From (26) it follows that

$$A(t) = \left\{ {\begin{array}{*{20}l} {e^{ - t} } \hfill & {{\text{if}}\quad 0 \le t \le 3\ln 2} \hfill \\ {} \hfill & {} \hfill \\ {2^{2k} {\text{e}}^{ - t} (2 - A_{k} ),} \hfill & {{\text{if}}\quad (2k + 1)\ln 2 \le t < (2k + 3)\ln 2,} \hfill \\ {} \hfill & {\quad \quad k = 1,2, \ldots } \hfill \\ \end{array} } \right.$$

Obviously \(A(t)\) does not converge as \(t \to \infty\) but the limiting average availability \(A_{av} (\infty )\) exists and is given by (28). We have

$$\begin{aligned} \phi = & \frac{{e^{ - \ln 2} }}{{{\text{e}}^{ - \ln 2} + (1 - {\text{e}}^{ - 2\ln 2} )}} = \frac{2}{5} \\ H(t) = & \int\limits_{0}^{t} {{\text{e}}^{ - x} {\text{d}}x = 1 - {\text{e}}^{ - t} } \\ \end{aligned}$$

and

$$\begin{aligned} A_{av} (\infty ) = & \tau^{ - 1} [\phi [H(\tau + \nu ) - H(\nu )] + (1 - \phi )H(\tau )] \\ = & (2\ln 2)^{ - 1} \left[ {\frac{2}{5}[{\text{e}}^{ - \ln 2} - {\text{e}}^{ - 3\ln 2} ] + \frac{3}{5}(1 - {\text{e}}^{ - \ln 4} )} \right] \\ = & \, = \frac{3}{5}(2\ln 2)^{ - 1} \approx 0.4328. \\ \end{aligned}$$

Mi (2002) discussed a model which is similar to Model B with \(\nu = 0\) in Sarkar and Sarkar (2000) except that the system will undergo complete repair or replacement at time \(\eta \tau\) regardless whether the system is failed or unfailed from the result of inspection, where \(\eta\) is either an integer or \(\eta = \infty\). Under this assumption, the limiting average availability of the system was derived as

$$A_{av} (\infty ) = \frac{{\int_{0}^{\eta \tau } \bar{F}(x){\text{d}}x}}{{\uptau\sum\limits_{k = 0}^{\eta - 1} \bar{F}(k\tau )}}.$$
(35)

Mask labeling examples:
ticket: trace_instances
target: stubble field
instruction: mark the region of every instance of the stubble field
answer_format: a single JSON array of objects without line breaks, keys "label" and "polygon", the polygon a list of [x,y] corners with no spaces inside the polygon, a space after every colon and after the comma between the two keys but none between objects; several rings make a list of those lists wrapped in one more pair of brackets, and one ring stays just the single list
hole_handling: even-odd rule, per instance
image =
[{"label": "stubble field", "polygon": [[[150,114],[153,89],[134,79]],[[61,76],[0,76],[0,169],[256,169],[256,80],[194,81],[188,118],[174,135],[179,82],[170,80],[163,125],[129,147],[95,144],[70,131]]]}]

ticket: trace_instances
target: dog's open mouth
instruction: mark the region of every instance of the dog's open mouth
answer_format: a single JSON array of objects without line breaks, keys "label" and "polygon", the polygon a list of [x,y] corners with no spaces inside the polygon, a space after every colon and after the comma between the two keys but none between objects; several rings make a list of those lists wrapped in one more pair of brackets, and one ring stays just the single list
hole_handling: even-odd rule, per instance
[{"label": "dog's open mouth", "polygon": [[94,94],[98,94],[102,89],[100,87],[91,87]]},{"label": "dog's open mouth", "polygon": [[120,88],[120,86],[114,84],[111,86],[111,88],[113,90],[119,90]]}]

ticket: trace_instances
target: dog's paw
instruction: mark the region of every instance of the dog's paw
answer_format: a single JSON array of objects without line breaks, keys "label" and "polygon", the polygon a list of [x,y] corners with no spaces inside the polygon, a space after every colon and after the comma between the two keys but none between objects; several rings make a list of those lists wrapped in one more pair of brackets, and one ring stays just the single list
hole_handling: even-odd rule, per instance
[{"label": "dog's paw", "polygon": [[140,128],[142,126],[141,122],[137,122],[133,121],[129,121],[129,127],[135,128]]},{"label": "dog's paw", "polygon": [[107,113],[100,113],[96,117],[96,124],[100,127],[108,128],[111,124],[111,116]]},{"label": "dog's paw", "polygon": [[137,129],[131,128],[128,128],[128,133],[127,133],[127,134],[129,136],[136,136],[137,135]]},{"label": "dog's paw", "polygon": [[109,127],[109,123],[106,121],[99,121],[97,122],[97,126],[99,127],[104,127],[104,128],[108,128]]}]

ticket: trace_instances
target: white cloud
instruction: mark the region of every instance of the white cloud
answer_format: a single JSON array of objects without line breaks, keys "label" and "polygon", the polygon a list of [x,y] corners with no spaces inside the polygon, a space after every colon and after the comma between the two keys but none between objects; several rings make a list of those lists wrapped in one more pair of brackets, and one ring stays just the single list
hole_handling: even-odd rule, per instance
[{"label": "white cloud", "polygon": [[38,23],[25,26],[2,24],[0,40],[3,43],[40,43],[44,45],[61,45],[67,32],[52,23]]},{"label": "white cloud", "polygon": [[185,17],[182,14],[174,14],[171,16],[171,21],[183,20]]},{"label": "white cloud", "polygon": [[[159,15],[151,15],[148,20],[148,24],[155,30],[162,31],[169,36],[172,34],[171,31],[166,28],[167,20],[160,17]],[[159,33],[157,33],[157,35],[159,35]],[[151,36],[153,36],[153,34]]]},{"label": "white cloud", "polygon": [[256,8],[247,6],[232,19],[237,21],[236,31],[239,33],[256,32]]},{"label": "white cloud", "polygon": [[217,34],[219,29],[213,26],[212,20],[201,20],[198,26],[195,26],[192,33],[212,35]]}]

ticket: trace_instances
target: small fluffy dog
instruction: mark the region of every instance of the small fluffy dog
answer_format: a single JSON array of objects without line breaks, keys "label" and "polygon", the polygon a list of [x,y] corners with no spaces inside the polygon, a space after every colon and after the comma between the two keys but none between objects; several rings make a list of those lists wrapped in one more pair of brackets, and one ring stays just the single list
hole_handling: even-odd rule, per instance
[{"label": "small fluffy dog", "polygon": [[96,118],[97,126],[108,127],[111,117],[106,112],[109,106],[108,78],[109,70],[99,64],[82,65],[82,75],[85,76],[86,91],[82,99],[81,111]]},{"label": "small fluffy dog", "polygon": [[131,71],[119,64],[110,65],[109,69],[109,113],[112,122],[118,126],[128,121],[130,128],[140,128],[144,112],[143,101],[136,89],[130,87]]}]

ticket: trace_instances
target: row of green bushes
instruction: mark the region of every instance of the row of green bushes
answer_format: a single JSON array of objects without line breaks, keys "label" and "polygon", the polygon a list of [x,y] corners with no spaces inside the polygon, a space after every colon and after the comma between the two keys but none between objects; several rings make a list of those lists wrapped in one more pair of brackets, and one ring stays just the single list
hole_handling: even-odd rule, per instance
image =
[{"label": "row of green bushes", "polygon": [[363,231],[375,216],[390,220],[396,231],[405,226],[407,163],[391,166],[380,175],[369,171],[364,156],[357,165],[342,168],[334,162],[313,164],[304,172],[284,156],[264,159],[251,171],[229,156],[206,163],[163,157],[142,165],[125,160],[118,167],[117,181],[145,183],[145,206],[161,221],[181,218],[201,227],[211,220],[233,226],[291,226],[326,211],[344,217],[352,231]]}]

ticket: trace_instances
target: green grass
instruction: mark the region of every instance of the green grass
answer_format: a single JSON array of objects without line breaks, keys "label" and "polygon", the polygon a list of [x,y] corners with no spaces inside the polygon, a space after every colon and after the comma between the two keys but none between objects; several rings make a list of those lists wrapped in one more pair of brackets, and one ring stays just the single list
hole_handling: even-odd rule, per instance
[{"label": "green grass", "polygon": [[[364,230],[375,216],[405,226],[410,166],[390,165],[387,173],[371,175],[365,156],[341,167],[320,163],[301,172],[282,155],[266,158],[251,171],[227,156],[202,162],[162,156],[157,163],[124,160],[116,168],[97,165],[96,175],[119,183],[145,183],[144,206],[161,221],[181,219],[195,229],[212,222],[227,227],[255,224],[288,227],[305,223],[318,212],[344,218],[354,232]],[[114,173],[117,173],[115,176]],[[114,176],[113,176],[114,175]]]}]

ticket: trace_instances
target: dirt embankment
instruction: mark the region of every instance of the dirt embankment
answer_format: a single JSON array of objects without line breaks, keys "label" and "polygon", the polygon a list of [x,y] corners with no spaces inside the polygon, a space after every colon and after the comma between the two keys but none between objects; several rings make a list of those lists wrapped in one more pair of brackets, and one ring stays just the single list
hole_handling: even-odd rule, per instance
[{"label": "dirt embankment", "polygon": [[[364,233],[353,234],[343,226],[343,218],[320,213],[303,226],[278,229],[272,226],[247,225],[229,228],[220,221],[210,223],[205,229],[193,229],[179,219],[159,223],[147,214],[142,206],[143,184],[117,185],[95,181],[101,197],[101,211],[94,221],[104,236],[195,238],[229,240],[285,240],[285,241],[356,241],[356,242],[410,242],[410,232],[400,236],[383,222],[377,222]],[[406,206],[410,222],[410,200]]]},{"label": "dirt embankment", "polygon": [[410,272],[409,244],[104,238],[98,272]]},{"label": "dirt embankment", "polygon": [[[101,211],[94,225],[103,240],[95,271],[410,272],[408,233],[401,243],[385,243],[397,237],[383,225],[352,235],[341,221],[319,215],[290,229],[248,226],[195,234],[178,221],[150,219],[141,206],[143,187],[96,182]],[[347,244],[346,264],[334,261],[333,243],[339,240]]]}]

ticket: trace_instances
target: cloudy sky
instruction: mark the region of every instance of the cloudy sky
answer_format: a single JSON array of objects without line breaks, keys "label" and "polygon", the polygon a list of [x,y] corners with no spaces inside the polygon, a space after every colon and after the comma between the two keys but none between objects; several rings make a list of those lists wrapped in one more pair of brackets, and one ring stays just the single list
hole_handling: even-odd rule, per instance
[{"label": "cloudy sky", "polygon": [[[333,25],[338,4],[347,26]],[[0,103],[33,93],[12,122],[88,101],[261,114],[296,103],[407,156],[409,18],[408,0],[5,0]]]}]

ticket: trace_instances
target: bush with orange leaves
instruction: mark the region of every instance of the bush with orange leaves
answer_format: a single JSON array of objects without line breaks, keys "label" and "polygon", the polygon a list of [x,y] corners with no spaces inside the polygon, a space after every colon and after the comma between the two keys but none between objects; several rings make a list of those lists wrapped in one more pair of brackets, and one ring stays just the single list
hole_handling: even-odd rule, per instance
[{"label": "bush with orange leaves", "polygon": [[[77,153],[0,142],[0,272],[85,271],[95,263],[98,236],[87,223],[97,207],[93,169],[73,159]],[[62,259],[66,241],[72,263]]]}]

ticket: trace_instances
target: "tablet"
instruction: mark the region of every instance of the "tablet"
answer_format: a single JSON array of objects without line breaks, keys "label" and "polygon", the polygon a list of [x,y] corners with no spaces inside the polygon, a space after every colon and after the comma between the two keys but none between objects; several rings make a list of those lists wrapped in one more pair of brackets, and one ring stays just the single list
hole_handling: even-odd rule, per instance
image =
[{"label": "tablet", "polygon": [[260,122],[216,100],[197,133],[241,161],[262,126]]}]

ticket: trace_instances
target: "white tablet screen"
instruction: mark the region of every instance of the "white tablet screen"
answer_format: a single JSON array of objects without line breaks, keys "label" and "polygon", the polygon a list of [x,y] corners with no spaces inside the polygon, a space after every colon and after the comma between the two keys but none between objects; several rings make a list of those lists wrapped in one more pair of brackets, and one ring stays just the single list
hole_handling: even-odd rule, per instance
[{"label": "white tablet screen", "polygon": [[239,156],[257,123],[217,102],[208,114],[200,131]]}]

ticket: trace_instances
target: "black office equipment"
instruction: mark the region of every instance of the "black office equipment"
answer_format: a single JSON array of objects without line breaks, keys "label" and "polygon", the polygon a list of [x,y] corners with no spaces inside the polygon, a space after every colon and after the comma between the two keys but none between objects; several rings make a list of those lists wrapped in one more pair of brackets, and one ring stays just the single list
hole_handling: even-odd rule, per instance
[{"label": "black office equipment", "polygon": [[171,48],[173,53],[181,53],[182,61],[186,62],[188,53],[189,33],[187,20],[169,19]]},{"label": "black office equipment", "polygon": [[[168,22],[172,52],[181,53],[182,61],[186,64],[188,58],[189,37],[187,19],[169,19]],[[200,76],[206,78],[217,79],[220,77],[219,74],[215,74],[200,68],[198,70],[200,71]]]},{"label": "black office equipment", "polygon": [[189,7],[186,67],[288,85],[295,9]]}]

Problems to solve:
A) In the passage on system availability, translate this sentence into Spanish: "Obviously \(A(t)\) does not converge as \(t \to \infty\) but the limiting average availability \(A_{av} (\infty )\) exists and is given by (28)."
B) Carry the passage on system availability forward, picking up right after equation (35).
The entries play no role in what is asked here.

Task-by-task results:
A) Obviamente, \(A(t)\) no converge cuando \(t \to \infty\), pero la disponibilidad media límite \(A_{av} (\infty )\) existe y está dada por (28).

B)
Note that assuming \(\nu = 0\) then the limiting average availability of the system under Model B in Sarkar and Sarkar (2000) is the special case of \(\eta = \infty\) in Mi (2002). As a matter of fact, we have

$${\mathbb{E}}\left( {\left\lceil {\frac{U}{\tau }} \right\rceil } \right) = \sum\limits_{k = 1}^{\infty } \int_{(k - 1)\tau }^{k\tau } \left\lceil {\frac{x}{\tau }} \right\rceil {\text{d}}F(x) = \sum\limits_{k - 1}^{\infty } \int_{(k - 1)\tau }^{k\tau } kdF(x)$$
$$= \sum\limits_{k - 1}^{\infty } k\left\{ {\bar{F}(k - 1)\tau - \bar{F}(k\tau )} \right\} = \sum\limits_{k - 1}^{\infty } \bar{F}(k\tau )$$
(36)

Example 3.2

Let the system lifetime distribution be exponential \(F(t) = 1 - exp( - \lambda t)\). The following figures show the limiting average availabilities obtained from (35) at fixed \(\lambda\) (left panel) and at fixed \(\tau\) (right panel).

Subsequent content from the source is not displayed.